● **INFORMATION SUPPLIED**
┏━━

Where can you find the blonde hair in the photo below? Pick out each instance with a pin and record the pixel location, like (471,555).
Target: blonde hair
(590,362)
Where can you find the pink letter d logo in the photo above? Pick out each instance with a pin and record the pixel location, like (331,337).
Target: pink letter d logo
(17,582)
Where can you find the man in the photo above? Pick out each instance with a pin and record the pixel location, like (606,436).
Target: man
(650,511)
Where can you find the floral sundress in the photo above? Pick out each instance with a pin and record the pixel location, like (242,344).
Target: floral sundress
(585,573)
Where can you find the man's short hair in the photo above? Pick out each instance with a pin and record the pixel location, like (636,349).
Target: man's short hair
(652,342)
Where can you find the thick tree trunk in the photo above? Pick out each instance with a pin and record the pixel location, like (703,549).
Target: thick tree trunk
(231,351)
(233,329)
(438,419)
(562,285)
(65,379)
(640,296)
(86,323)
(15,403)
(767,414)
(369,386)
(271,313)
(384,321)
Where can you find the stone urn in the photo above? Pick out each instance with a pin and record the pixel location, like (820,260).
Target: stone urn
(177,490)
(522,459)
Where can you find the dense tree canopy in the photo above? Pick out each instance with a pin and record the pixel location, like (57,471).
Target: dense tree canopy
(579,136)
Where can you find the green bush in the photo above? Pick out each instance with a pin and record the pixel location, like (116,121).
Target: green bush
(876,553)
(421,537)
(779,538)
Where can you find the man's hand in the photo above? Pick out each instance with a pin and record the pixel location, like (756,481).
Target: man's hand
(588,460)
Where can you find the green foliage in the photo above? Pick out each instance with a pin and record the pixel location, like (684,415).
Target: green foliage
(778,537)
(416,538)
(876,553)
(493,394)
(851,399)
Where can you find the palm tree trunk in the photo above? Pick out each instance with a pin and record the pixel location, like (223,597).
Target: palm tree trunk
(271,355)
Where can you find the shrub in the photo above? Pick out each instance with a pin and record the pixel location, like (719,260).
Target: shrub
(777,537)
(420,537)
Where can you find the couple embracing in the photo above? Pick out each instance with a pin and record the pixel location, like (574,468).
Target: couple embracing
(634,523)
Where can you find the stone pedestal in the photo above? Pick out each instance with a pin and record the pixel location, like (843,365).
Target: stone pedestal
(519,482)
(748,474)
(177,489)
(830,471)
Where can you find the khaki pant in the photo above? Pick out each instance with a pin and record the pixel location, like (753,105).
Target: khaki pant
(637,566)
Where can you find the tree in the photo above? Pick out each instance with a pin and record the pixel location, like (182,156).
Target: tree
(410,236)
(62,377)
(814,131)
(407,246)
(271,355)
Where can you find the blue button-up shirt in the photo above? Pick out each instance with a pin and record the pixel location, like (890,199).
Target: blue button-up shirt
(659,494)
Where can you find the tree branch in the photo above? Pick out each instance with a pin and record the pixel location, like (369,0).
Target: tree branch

┗━━

● **WHAT IS REQUIRED**
Print exactly, and only, the lines beginning at the top of the listing and ending at the line with "Where can you find the pink".

● **WRITTEN SOLUTION**
Where can you find the blonde hair in the photo below? Pick out each instance with a pin and record the pixel location, like (471,555).
Target: blonde hair
(590,362)
Where can you find the pink letter d logo in the photo above? Pick out each instance with a pin and record the pixel location, like (331,337).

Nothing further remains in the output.